-- start SUPPLIED TEXT --
Amazon (also known as Peter Benchley's Amazon) was a syndicated adventure drama series created by Peter Benchley. It was developed by Canadian production companies Alliance Atlantis Communications & WIC Entertainment and German company Beta Film GmbH. The 22 episodes of the series were in first-run syndication between 1999 and 2000.

The drama series focused on the six survivors of a crashed airline flight in the Brazilian Amazon jungle. The group soon comes into contact with a hostile indigenous tribe, the Fierce Ones. They are taken in by a mysterious tribe called the Chosen, who are descended from 16th century British colonists who were lost in the rainforest. Relations with the Chosen are tenuous at best. Most of the group escapes the Chosen only to stir up a hornets' nest with the cannibalistic Jaguar People, led by an insane Canadian woman bent on domination of all the local tribes. The first season ended in a cliff-hanger, and a second season was never produced. The series retained sufficient interest that it was released on DVD in 2011. This was most likely to capitalize on the cult-popularity of Lost, with which it could all too easily be confused .
-- end SUPPLIED TEXT --
-- start RECORDS PROVIDED --
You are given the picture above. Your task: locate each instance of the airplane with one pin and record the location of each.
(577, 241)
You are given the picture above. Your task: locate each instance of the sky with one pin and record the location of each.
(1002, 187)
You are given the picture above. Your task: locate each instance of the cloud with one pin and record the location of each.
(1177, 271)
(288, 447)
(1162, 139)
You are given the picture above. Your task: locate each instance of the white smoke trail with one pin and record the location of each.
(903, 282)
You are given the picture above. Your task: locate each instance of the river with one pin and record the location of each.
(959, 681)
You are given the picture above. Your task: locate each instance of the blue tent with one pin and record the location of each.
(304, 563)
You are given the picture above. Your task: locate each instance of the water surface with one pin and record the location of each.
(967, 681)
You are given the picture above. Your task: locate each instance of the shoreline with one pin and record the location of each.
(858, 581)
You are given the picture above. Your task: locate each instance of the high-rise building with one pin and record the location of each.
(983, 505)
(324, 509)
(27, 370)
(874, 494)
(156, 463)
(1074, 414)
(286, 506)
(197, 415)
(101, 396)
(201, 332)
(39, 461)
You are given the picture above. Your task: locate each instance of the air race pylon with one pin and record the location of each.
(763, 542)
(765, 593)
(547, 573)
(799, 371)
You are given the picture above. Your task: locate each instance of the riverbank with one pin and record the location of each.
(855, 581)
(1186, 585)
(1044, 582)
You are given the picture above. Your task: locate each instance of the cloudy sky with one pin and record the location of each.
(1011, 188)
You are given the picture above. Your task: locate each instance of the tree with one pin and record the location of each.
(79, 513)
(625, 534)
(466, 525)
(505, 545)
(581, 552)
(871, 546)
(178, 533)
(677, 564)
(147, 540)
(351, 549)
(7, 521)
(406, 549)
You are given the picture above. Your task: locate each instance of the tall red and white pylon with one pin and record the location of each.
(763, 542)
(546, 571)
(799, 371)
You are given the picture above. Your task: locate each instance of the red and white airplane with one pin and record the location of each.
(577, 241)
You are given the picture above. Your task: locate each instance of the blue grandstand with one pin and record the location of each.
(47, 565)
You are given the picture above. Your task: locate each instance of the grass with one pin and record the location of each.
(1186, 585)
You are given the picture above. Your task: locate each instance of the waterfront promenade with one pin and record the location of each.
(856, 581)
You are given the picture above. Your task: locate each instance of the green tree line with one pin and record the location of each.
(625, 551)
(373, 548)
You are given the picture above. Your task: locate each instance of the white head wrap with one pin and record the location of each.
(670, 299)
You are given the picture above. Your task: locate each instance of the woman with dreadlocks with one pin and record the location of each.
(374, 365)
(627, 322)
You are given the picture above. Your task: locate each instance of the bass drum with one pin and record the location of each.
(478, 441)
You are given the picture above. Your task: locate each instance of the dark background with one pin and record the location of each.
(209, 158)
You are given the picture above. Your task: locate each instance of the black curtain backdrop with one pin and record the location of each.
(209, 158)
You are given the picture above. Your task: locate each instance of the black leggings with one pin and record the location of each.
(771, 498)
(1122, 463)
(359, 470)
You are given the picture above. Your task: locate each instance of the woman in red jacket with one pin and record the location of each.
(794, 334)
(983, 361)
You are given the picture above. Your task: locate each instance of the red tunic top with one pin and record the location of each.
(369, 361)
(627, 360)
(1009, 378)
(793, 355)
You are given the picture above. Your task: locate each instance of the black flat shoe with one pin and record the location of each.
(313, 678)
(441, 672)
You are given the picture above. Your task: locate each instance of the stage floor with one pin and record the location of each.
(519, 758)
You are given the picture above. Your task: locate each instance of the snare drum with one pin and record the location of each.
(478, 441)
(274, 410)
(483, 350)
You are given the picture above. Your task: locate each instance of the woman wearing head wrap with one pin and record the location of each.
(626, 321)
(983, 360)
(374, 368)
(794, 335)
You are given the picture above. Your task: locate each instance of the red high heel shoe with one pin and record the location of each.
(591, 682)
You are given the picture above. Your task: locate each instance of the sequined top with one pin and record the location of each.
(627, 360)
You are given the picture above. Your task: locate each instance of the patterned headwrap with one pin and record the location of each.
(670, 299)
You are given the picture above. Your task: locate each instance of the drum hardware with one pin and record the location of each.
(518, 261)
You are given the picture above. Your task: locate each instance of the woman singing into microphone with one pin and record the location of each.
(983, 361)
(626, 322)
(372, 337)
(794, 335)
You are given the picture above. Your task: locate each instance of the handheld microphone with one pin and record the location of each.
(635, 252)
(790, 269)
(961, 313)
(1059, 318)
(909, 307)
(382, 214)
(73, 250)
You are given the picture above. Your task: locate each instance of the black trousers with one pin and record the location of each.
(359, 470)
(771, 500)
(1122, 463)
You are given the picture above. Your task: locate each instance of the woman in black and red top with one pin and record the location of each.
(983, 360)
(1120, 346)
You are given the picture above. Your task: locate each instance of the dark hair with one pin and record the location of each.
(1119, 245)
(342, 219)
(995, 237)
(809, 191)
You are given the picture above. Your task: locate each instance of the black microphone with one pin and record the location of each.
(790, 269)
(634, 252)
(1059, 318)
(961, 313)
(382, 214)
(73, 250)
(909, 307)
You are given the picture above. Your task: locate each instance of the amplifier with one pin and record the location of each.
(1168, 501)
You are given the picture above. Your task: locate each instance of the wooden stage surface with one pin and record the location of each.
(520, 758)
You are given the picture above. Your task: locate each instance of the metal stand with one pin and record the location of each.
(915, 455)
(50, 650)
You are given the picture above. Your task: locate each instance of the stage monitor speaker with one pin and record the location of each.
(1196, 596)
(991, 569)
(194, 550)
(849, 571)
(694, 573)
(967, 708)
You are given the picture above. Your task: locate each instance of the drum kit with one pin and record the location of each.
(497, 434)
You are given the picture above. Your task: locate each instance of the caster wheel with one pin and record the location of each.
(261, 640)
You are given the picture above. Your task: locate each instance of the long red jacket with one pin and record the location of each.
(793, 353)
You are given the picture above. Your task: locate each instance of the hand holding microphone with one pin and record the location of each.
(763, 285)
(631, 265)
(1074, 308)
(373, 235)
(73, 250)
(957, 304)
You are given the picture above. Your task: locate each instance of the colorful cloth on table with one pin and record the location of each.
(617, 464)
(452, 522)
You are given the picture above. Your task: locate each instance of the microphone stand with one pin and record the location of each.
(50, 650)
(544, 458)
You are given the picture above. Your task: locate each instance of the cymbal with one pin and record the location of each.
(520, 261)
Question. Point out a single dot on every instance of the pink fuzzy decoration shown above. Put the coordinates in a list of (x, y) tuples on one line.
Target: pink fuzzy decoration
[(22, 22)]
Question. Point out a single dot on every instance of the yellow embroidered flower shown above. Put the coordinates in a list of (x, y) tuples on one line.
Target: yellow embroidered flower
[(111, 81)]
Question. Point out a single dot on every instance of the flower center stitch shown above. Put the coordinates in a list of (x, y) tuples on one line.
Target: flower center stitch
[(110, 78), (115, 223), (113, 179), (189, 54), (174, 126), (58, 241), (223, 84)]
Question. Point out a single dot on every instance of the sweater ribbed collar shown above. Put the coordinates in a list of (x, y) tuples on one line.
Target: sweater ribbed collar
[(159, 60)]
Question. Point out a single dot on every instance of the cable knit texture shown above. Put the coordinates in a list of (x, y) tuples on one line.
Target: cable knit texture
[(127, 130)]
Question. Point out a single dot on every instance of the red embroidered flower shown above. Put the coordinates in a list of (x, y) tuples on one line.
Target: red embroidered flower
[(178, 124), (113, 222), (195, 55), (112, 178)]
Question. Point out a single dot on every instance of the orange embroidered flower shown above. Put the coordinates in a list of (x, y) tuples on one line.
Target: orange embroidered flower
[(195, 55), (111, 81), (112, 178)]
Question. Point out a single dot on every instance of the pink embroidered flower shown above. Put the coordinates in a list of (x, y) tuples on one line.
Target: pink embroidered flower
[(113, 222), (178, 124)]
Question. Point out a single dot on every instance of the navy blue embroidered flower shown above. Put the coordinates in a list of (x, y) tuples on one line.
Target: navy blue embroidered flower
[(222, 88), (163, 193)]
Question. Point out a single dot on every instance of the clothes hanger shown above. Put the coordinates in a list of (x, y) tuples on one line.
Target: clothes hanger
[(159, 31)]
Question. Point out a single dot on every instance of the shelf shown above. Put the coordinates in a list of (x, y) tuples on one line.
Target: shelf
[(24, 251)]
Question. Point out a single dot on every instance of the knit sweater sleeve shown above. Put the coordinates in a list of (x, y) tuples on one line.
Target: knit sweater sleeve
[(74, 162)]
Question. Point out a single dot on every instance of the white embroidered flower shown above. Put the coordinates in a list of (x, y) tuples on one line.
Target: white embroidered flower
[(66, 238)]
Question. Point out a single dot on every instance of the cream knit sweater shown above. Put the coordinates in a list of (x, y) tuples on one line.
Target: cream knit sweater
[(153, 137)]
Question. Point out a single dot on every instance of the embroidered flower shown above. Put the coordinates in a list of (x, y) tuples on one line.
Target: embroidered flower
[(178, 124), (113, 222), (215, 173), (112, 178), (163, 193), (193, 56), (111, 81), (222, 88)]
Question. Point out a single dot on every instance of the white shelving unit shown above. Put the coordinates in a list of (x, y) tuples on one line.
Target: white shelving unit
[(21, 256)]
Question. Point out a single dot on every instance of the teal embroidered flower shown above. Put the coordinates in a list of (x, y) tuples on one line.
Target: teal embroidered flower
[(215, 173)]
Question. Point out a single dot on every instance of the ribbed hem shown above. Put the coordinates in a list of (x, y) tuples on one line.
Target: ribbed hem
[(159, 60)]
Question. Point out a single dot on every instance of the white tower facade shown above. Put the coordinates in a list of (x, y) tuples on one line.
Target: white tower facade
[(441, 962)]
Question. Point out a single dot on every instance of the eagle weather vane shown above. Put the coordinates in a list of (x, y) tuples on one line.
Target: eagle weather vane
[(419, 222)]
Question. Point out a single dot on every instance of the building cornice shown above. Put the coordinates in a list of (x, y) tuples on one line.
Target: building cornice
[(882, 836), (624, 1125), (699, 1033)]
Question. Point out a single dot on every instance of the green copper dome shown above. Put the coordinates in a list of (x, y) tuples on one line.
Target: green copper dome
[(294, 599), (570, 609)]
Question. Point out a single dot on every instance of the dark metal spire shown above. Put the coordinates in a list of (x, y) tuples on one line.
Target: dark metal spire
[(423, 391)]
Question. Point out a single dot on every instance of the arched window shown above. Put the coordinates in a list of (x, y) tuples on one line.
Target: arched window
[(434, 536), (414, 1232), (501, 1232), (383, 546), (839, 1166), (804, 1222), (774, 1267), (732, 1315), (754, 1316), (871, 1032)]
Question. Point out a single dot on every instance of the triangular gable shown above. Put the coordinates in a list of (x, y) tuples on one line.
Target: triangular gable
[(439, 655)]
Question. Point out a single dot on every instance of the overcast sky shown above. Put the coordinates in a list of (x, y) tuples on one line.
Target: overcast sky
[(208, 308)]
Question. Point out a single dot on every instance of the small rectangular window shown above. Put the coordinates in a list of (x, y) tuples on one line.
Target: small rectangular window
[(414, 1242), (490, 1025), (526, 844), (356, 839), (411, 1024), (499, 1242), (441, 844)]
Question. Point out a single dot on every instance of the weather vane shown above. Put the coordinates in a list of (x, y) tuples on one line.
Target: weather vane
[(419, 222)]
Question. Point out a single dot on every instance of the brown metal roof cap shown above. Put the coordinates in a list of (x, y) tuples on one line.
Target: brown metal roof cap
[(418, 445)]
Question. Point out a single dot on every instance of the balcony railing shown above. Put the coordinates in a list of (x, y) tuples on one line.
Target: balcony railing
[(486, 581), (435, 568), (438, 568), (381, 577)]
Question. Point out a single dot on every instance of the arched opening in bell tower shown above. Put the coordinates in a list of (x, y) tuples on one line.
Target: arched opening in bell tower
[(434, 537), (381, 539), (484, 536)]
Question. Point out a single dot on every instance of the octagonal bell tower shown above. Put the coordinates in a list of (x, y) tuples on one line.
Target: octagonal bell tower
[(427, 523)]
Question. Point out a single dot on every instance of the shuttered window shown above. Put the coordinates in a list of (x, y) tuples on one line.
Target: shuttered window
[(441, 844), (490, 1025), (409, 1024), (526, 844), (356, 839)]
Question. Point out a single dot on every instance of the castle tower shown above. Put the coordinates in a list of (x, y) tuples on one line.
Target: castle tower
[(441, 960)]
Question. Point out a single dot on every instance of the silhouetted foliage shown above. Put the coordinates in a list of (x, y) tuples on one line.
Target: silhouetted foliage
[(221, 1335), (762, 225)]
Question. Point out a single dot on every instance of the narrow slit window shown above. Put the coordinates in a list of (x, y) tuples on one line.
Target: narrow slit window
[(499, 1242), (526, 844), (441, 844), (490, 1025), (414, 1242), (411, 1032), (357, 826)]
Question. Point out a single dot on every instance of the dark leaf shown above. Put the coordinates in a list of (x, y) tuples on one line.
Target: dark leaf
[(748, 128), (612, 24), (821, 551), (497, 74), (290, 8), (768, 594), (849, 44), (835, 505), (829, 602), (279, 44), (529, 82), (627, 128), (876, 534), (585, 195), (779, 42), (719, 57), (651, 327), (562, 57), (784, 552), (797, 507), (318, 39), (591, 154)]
-- end RECORDS PROVIDED --
▶ _REQUESTS_
1. Decide whether each statement agrees with the Amazon series passage. For each, answer yes or no and quote the words from the passage that decide it.
(a) The series consisted of 22 episodes.
(b) A second season of the series was produced.
(c) The Chosen are descended from 16th century British colonists.
2. Shift the coordinates in the rows by adding 122 to every number in the answers. Rewrite only the part of the rows that opens with the line containing "of the clothes" and closes with the line containing "[(74, 162)]", requests included and both ends included.
The rows have nothing to do with the Amazon series passage.

▶ _RESPONSES PER TASK_
1.
(a) Yes: "The 22 episodes of the series were in first-run syndication between 1999 and 2000."
(b) No: "a second season was never produced."
(c) Yes: "who are descended from 16th century British colonists who were lost in the rainforest."

2.
Question. Point out a single dot on every instance of the clothes hanger shown above. Put the coordinates in a list of (x, y) tuples on one line.
Target: clothes hanger
[(281, 153)]
Question. Point out a single dot on every instance of the shelf shown above. Put the coordinates in a list of (x, y) tuples on one line.
Target: shelf
[(146, 373)]
Question. Point out a single dot on every instance of the knit sweater sleeve shown above. Put the coordinates in a list of (x, y) tuples on one line.
Target: knit sweater sleeve
[(196, 284)]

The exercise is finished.